◆ Compiti:
1: Secondo il testo sulla COP30 di Belém, in quali giorni si è svolto il World Leaders Climate Action Summit?
2: Continua il testo sulla COP30 di Belém, ripartendo subito dopo l'ultima frase riportata.

+++ Testo fornito +++

COP30: iniziano i negoziati per il clima di Belém
La COP30 di Belém è stata definita come la COP della verità con cui capiremo il futuro dei negoziati per il clima
I negoziati per clima giungono alla loro trentesima edizione a Belém, nel cuore dell’Amazzonia, con l’obiettivo di affrontare il tema dell’adattamento ai cambiamenti climatici.
La Conferenza delle Parti (Conference of the Parties - COP) di Belém avrebbe dovuto essere il negoziato della svolta in cui finalmente coordinare l’azione globale per limitare l’aumento delle temperature sotto gli 1,5°C se non fosse che questo obiettivo è stato dichiarato ormai irraggiungibile. Siamo in un punto in cui dobbiamo accelerare per rendere l’aumento delle temperature il più contenuto possibile ed evitare di aumentare le disuguaglianze che aumentano le profonde condizioni di vulnerabilità delle comunità e dei territori.
I negoziati per il clima però sono ormai entrati nel vortice delle dinamiche geopolitiche, è sempre stato un pò così ma ora stanno frammentando il fronte comune che sarebbe necessario per raggiungere risultati concreti e condivisi: la Cina guida il G77 concentrandosi sulla finanza più che sui tagli alle emissioni, Trump si fa da parte con il recesso degli Stati Uniti dall’Accordo di Parigi e l’Italia mantiene una posizione ambigua e attendista senza tenere conto del fatto che anche noi siamo tra i Paesi più fragili nella crisi climatica.
La COP30 di Belém rischia di trasformarsi da momento di svolta a ennesimo negoziato per il clima delle promesse mancate (almeno per il terzo anni di fila), eppure ci sono dei segnali di speranza laddove emergono nuove leadership nelle città ed aumento il riconoscimento del fatto che la crisi climatica è anche una crisi di giustizia razziale e sociale.
Se vuoi scoprire di più sulla COP30 di Belém e sul futuro dei negoziati per il clima non ti resta che leggere questa lettera nella crisi climatica!
Le premesse di COP30 al World Leaders Climate Action Summit
I negoziati per il clima di Belém si sono aperti con il consueto World Leaders Climate Action Summit che si è tenuto il 6 e il 7 novembre, anticipando ufficialmente l’apertura della COP30. Il World Leaders Climate Action Summit è il vertice dei Leader che prendono parte ai negoziati per il clima precedendo la COP vera e propria riservando un momento ai leader politici per coordinare le diverse posizioni, testare la volontà dei paesi e verificare la coerenza degli impegni già assunti nei precedenti negoziati per il clima.
Per questo davanti a 143 delegazioni, tra cui 57 capi di stato e 39 ministri da tutto il mondo, António Guterres (segretario generale delle Nazioni Unite) e Luiz Inácio Lula da Silva (presidente del Brasile per gli amici conosciuto anche solo come Lula) hanno dato avvio alla COP30 di Belém con un messaggio semplice: non c’è più tempo da perdere.

+++ Dati forniti +++

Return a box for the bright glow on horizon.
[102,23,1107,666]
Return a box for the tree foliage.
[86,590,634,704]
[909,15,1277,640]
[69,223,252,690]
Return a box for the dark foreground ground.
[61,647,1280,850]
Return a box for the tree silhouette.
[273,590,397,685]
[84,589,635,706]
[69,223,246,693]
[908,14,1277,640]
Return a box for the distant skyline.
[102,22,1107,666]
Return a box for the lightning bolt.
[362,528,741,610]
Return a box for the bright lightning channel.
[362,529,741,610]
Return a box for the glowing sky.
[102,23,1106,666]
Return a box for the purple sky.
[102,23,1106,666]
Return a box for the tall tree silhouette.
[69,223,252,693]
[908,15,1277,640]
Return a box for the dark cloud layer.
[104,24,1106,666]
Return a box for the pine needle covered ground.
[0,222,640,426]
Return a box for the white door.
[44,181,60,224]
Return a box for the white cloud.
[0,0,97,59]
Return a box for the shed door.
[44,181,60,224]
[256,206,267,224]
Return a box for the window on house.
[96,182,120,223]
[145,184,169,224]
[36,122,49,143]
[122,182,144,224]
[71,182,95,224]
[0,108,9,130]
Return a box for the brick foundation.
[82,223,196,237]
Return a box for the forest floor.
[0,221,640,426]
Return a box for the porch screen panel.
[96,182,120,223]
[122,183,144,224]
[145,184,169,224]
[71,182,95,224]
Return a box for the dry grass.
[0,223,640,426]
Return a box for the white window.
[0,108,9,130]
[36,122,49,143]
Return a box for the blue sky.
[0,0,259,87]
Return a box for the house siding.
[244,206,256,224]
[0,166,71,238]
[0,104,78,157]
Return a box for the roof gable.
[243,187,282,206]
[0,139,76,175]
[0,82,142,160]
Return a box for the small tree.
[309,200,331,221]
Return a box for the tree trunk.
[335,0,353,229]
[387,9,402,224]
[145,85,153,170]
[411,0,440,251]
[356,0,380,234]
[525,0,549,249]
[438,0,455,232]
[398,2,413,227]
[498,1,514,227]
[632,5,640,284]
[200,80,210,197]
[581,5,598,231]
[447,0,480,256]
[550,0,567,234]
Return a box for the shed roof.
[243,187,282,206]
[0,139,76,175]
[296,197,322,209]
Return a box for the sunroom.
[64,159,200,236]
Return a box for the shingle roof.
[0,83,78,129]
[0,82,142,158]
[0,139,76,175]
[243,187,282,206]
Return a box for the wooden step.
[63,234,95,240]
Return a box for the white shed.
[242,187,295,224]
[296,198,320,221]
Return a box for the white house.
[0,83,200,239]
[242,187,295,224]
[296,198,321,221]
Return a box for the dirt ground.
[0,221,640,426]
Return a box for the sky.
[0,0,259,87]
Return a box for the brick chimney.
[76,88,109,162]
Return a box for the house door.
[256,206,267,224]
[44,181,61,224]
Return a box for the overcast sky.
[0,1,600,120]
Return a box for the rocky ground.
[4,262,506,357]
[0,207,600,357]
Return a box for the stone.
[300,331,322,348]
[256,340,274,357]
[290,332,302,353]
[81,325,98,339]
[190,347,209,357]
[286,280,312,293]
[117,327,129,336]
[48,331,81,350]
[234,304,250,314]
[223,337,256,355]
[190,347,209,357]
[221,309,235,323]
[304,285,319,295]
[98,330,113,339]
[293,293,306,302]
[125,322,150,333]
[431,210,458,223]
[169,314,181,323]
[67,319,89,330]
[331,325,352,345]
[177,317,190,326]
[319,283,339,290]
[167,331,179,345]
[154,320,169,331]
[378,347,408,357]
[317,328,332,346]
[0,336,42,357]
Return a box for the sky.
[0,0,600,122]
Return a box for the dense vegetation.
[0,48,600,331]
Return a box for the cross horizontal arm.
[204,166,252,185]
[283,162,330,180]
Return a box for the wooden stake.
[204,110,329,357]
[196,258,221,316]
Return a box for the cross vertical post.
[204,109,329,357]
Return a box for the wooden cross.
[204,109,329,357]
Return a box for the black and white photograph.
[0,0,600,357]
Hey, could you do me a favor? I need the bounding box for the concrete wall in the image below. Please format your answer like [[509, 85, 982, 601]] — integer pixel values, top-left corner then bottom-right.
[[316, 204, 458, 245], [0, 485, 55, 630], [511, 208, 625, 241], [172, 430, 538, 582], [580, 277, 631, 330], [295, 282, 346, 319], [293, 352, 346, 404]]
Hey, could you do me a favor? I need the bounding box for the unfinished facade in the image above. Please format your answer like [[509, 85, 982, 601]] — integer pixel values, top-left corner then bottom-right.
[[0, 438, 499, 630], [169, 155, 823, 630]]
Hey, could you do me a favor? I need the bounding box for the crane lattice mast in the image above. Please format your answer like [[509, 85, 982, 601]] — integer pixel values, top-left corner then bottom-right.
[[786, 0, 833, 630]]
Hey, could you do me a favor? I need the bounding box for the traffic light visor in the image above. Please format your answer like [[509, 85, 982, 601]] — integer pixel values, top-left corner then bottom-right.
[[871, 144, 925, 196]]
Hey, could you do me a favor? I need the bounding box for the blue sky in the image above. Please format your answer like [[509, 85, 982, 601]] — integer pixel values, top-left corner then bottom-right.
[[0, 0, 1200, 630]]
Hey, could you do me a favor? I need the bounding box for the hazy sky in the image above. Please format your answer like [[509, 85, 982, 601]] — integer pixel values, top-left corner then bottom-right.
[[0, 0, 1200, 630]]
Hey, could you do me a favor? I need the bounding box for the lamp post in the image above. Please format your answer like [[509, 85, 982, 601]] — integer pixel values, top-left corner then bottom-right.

+++

◆ Le risposte:
1: Il 6 e il 7 novembre.

2:
Eppure in questo caso sembra più veritiera la targa della DeLorean che appare per pochi secondi nel primo film di Ritorno al futuro: OUT A TIME, fuori dal tempo. Perché sì, siamo fuori tempo massimo e per questo Guterres nell’intervento con cui ha aperto il World Leaders Climate Action Summit ha detto:
“Science now tells us that a temporary overshoot beyond the 1.5 limit – starting at the latest in the early 2030s – is inevitable...If we act now, we can make the overshoot as small, as short, and as safe as possible – and bring temperatures back below 1.5°C before century’s end [by] peaking global emissions immediately; by reaching global net zero by 2050, and by drastically increasing investments in adaptation and resilience.... We can choose to lead – or be led to ruin. Choose to make Belém the turning point.”
Insomma l’obiettivo di limitare l’aumento della temperatura media globale sotto gli 1,5 °C è andato a farsi friggere, non è più raggiungibile ma qualcosa possiamo ancora fare per rendere questo aumento il più contenuto possibile e riportare le temperature sotto questa soglia entro il 2100. Quindi anche per scegliere verso quale futuro andare la COP30 di Belém deve rappresentare un punto di svolta.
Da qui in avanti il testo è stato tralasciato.